EXTRACTED DATA ::
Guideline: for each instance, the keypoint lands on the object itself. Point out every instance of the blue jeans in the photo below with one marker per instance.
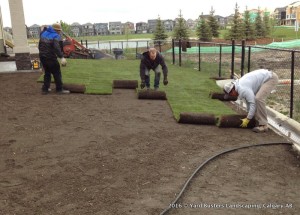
(156, 78)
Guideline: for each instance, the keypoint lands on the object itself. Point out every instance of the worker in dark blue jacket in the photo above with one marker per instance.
(49, 51)
(151, 61)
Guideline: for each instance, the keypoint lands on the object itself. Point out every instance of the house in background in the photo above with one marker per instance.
(115, 27)
(168, 24)
(141, 28)
(88, 29)
(293, 13)
(151, 25)
(280, 15)
(128, 28)
(33, 31)
(101, 28)
(76, 29)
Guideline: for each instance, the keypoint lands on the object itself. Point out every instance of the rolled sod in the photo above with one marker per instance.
(234, 121)
(125, 84)
(219, 78)
(75, 88)
(197, 118)
(152, 94)
(221, 96)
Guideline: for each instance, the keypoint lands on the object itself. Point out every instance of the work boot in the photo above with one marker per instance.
(45, 92)
(63, 91)
(260, 129)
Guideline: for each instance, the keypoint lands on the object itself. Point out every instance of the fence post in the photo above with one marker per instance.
(179, 52)
(173, 51)
(220, 61)
(199, 55)
(232, 58)
(249, 58)
(243, 58)
(292, 84)
(159, 45)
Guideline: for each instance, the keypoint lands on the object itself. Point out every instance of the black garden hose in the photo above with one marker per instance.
(210, 159)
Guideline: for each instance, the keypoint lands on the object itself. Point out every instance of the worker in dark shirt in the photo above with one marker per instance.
(49, 51)
(151, 61)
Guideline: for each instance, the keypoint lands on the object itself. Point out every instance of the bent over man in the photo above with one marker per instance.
(254, 87)
(49, 51)
(151, 60)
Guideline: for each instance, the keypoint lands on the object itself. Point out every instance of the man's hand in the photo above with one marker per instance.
(143, 84)
(63, 61)
(166, 81)
(244, 122)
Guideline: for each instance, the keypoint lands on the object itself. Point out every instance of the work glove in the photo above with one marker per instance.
(143, 84)
(63, 61)
(244, 122)
(166, 81)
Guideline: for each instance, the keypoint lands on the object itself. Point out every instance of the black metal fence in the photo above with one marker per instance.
(225, 60)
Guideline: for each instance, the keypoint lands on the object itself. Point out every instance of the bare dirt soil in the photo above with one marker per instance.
(115, 154)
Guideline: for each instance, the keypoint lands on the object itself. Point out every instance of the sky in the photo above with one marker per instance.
(43, 12)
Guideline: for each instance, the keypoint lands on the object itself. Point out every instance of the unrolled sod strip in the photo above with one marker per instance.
(234, 121)
(75, 88)
(197, 118)
(221, 96)
(152, 94)
(125, 84)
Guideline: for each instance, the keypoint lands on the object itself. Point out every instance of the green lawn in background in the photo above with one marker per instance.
(188, 89)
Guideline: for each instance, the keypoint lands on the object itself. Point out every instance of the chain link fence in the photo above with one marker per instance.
(226, 60)
(222, 60)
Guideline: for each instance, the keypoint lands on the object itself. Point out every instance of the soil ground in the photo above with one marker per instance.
(115, 154)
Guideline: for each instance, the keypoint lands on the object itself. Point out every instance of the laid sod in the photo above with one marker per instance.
(188, 89)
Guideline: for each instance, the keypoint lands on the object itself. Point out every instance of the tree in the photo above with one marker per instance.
(181, 30)
(259, 27)
(66, 28)
(213, 24)
(237, 28)
(203, 30)
(267, 25)
(248, 26)
(160, 32)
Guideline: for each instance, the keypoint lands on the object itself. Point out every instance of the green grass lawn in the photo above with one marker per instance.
(188, 89)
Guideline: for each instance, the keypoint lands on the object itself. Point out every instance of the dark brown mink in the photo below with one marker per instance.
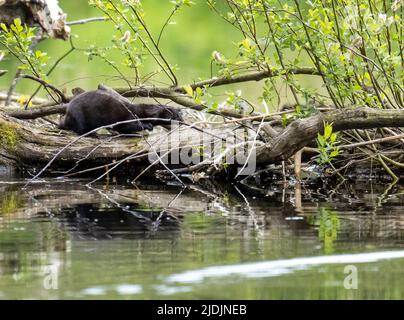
(93, 109)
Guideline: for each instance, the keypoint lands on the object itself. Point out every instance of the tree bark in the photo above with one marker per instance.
(25, 145)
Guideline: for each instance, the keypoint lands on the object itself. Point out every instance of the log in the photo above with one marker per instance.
(27, 146)
(43, 13)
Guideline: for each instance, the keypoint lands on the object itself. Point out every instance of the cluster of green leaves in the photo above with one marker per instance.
(355, 45)
(133, 38)
(327, 145)
(17, 39)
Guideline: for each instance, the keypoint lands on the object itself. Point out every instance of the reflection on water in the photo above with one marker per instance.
(59, 239)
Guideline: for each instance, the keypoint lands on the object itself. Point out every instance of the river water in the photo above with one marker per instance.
(62, 240)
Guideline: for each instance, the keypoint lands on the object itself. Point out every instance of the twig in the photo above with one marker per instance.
(84, 21)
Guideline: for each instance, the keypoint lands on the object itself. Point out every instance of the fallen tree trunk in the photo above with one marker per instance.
(300, 132)
(26, 146)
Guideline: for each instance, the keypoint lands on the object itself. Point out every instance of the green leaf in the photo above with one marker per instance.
(188, 89)
(327, 131)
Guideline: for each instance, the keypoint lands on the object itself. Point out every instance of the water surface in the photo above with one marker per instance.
(62, 240)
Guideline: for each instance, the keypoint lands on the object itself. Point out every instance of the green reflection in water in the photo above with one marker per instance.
(67, 235)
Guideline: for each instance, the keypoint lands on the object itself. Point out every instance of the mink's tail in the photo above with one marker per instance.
(62, 124)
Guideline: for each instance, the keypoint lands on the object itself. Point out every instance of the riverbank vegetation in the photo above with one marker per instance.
(351, 123)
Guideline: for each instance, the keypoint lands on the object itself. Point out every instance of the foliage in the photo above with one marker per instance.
(17, 39)
(355, 46)
(327, 145)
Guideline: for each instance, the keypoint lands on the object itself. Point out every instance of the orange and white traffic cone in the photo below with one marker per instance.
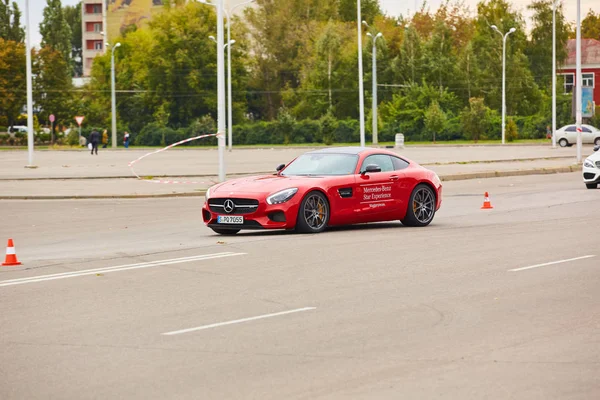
(11, 254)
(486, 202)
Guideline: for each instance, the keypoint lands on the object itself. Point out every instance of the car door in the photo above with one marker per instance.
(587, 136)
(378, 192)
(571, 133)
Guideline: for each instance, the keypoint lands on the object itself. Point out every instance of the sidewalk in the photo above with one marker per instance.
(77, 174)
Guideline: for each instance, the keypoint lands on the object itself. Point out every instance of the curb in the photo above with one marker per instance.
(512, 160)
(202, 192)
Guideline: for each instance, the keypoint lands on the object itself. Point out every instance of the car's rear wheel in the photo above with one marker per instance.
(222, 231)
(421, 207)
(313, 214)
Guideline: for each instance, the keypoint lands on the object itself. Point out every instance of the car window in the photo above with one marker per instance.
(399, 163)
(384, 161)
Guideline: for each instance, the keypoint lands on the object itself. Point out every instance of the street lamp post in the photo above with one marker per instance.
(229, 111)
(374, 40)
(113, 96)
(220, 87)
(554, 73)
(494, 27)
(360, 78)
(29, 87)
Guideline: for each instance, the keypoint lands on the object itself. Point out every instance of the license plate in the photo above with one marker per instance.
(230, 219)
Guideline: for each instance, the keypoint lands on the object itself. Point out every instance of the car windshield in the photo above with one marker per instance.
(322, 164)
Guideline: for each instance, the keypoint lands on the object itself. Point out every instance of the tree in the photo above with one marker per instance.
(475, 119)
(55, 30)
(52, 85)
(590, 26)
(12, 79)
(435, 119)
(10, 22)
(73, 17)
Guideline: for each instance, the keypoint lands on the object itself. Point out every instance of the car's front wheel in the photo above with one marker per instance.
(222, 231)
(421, 207)
(313, 214)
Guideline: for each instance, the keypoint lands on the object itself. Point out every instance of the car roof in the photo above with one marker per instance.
(355, 150)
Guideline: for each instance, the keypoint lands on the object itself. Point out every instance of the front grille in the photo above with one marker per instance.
(588, 175)
(233, 205)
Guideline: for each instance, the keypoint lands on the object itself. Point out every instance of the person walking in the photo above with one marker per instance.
(104, 139)
(94, 139)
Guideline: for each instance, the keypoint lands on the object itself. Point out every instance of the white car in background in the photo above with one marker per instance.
(567, 135)
(591, 169)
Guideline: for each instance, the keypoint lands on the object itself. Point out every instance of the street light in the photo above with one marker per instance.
(361, 106)
(374, 40)
(220, 87)
(554, 72)
(29, 88)
(229, 123)
(113, 97)
(494, 27)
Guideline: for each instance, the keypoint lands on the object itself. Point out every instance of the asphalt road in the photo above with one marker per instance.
(375, 311)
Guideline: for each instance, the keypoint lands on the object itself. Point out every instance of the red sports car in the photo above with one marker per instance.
(327, 187)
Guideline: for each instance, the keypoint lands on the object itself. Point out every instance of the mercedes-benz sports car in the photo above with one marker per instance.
(327, 187)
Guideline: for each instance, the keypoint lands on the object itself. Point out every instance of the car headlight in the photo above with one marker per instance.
(282, 196)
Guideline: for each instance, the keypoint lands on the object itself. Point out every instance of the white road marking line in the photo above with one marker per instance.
(237, 321)
(42, 278)
(551, 263)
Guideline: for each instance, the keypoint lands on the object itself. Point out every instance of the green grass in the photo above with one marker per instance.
(259, 146)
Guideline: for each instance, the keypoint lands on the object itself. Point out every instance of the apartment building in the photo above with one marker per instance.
(92, 17)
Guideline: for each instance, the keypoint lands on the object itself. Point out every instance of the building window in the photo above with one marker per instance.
(569, 80)
(587, 80)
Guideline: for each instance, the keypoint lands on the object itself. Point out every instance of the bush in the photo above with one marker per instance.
(511, 132)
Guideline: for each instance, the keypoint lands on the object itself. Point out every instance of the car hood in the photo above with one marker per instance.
(595, 156)
(260, 184)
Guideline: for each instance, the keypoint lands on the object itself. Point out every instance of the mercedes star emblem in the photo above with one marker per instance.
(228, 206)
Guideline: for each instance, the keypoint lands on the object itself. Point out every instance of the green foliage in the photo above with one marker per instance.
(435, 119)
(476, 119)
(511, 132)
(10, 22)
(12, 80)
(590, 26)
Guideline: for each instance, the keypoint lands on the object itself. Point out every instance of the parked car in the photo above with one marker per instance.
(327, 187)
(591, 169)
(567, 135)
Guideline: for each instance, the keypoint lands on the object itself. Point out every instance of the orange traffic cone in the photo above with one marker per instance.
(486, 202)
(11, 255)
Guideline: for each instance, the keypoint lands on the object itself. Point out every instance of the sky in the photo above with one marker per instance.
(390, 7)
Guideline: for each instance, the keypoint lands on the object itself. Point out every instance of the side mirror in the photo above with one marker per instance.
(371, 168)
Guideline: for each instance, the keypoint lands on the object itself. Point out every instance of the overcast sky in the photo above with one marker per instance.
(390, 7)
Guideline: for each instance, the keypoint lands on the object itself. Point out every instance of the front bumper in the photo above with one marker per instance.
(591, 175)
(266, 216)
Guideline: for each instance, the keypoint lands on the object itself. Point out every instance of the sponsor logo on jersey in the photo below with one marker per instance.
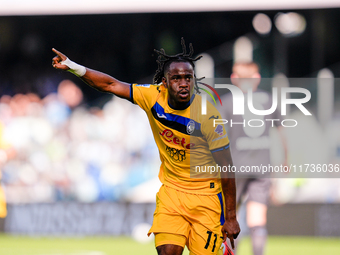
(176, 154)
(143, 85)
(169, 136)
(191, 127)
(219, 129)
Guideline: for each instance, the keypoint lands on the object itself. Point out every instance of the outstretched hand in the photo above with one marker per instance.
(230, 229)
(57, 60)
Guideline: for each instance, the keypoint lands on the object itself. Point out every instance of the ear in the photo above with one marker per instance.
(164, 82)
(234, 78)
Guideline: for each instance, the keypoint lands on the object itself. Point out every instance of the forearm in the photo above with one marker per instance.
(95, 79)
(100, 81)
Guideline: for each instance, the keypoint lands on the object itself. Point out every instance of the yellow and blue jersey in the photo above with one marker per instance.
(185, 139)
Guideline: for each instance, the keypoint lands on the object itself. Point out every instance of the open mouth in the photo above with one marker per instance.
(184, 94)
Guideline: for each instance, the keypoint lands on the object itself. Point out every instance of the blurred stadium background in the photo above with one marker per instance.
(79, 168)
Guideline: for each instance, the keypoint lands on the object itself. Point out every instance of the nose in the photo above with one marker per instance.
(184, 83)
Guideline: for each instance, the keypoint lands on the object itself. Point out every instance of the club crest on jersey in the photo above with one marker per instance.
(219, 129)
(191, 127)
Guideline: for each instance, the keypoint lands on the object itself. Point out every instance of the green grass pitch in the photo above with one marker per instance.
(23, 245)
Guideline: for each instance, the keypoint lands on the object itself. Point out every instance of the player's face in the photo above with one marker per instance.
(179, 81)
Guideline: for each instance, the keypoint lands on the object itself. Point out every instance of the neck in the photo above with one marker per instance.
(178, 105)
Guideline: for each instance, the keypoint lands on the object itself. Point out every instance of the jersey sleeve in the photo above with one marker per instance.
(214, 131)
(144, 95)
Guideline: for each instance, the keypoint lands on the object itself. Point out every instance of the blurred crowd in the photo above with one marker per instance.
(55, 148)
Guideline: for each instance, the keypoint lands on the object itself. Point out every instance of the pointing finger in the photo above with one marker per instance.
(232, 242)
(61, 55)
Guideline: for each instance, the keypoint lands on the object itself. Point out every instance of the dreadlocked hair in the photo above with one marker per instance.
(164, 60)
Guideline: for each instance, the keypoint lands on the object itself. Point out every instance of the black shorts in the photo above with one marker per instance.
(253, 189)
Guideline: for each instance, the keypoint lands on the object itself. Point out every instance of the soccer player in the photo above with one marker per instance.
(251, 147)
(198, 212)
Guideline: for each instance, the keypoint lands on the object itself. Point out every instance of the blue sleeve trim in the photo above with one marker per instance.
(221, 149)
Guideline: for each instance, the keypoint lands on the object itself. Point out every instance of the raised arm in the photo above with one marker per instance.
(231, 228)
(95, 79)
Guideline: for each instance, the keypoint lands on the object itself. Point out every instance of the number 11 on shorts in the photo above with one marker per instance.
(209, 239)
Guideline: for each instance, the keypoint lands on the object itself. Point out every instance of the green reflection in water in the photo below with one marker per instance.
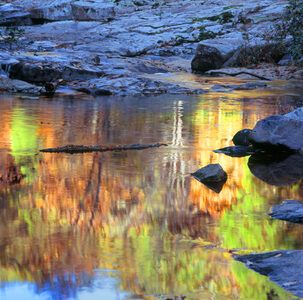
(24, 142)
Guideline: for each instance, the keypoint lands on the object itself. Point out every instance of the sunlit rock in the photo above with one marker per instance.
(278, 132)
(284, 267)
(279, 171)
(289, 210)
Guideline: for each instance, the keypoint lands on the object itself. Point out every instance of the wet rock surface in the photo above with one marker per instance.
(242, 137)
(120, 43)
(279, 169)
(212, 175)
(289, 210)
(237, 151)
(285, 268)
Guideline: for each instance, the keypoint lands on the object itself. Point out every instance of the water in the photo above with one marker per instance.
(134, 224)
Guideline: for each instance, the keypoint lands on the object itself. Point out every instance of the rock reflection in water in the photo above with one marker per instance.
(279, 171)
(137, 214)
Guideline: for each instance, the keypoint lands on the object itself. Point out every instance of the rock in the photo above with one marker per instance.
(89, 11)
(206, 58)
(18, 86)
(259, 51)
(211, 54)
(289, 210)
(250, 86)
(213, 176)
(35, 73)
(296, 114)
(278, 171)
(236, 151)
(284, 267)
(242, 137)
(276, 133)
(56, 10)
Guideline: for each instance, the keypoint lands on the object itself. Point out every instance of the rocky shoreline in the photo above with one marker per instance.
(122, 47)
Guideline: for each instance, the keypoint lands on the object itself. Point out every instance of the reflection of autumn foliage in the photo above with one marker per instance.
(137, 213)
(9, 172)
(221, 121)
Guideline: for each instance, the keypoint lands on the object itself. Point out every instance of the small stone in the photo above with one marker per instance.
(210, 173)
(242, 137)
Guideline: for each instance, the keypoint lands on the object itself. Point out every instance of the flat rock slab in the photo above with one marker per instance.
(276, 132)
(289, 210)
(285, 268)
(286, 171)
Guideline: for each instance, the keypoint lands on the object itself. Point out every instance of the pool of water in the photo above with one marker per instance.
(134, 224)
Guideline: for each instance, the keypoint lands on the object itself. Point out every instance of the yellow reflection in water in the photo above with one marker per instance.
(136, 212)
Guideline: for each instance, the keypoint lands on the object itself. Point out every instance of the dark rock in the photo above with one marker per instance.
(279, 170)
(206, 58)
(250, 86)
(278, 132)
(18, 86)
(296, 114)
(242, 137)
(213, 176)
(237, 151)
(284, 267)
(289, 210)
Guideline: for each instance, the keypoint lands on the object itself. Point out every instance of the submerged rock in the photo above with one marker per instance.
(289, 210)
(278, 170)
(285, 268)
(278, 132)
(213, 176)
(296, 114)
(242, 137)
(236, 151)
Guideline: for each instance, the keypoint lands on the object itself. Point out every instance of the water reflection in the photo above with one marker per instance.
(138, 216)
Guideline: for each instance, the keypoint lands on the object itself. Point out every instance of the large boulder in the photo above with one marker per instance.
(284, 267)
(211, 54)
(206, 58)
(278, 132)
(289, 210)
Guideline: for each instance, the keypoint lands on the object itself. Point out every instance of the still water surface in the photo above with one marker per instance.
(134, 224)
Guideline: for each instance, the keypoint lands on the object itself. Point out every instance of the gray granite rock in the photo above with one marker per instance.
(284, 267)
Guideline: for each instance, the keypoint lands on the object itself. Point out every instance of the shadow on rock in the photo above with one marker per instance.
(277, 169)
(285, 268)
(289, 210)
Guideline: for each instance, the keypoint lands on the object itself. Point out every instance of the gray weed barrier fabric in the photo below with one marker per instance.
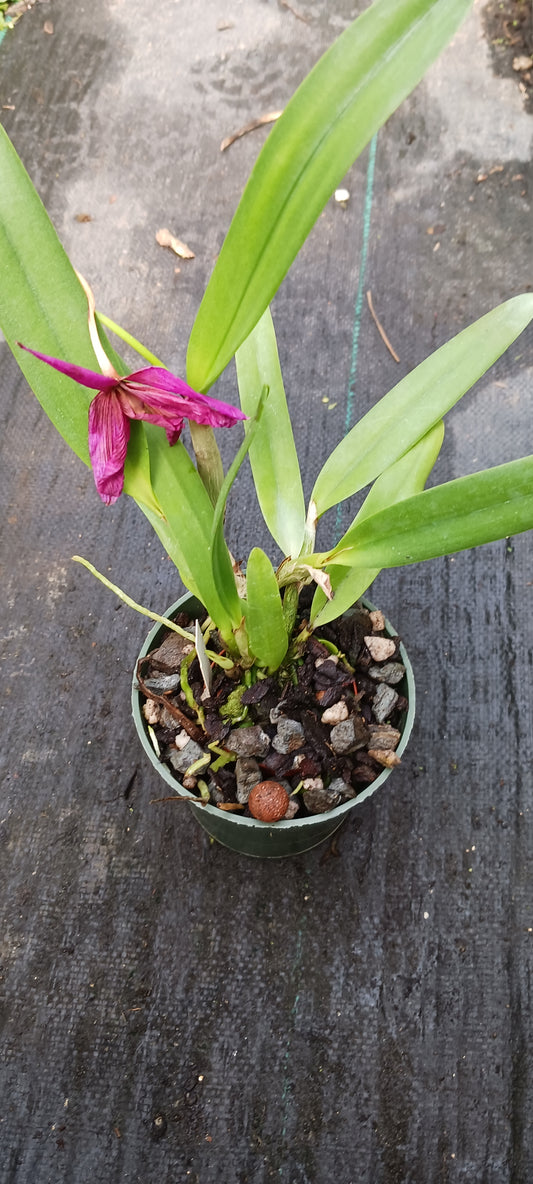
(171, 1010)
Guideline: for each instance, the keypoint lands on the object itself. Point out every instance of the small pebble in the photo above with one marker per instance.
(268, 802)
(350, 735)
(151, 712)
(165, 683)
(336, 713)
(391, 673)
(248, 741)
(383, 735)
(248, 774)
(339, 786)
(385, 757)
(289, 737)
(319, 799)
(385, 701)
(380, 648)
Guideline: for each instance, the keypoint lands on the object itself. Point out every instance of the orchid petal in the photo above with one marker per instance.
(162, 391)
(108, 444)
(78, 373)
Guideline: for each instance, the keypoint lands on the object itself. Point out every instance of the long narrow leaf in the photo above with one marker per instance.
(454, 516)
(43, 304)
(405, 477)
(273, 455)
(348, 95)
(419, 400)
(264, 612)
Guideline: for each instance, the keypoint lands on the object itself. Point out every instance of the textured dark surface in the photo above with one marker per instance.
(173, 1011)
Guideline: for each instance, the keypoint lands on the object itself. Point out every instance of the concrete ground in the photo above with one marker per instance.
(172, 1010)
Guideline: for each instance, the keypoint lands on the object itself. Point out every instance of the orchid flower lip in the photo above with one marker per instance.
(153, 394)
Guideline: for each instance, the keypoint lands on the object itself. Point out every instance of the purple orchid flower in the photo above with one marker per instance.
(153, 394)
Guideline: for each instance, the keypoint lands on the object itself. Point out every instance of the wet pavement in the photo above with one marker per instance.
(174, 1011)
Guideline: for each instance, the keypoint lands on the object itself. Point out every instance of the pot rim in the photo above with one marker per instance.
(236, 818)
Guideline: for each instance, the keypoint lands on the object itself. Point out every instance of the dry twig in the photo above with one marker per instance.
(380, 328)
(250, 127)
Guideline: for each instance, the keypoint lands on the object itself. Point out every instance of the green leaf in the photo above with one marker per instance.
(336, 110)
(454, 516)
(273, 455)
(405, 477)
(43, 304)
(264, 612)
(187, 526)
(419, 400)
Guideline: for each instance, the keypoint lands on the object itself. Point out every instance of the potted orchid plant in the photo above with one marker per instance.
(271, 697)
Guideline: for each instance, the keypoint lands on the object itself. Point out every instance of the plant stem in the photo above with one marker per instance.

PROBLEM TO SOLVE ::
Reproduce verbatim the part that opens with the line containing "the gray weed" and closes with the line containing "(171, 1010)", both included. Leave the pictures out of your answer.

EXPECTED ANSWER ::
Guideline: for each instance, the keypoint lands on the object itself. Point out every instance of the gray weed barrier fabric in the photo below with one marker per instance.
(171, 1010)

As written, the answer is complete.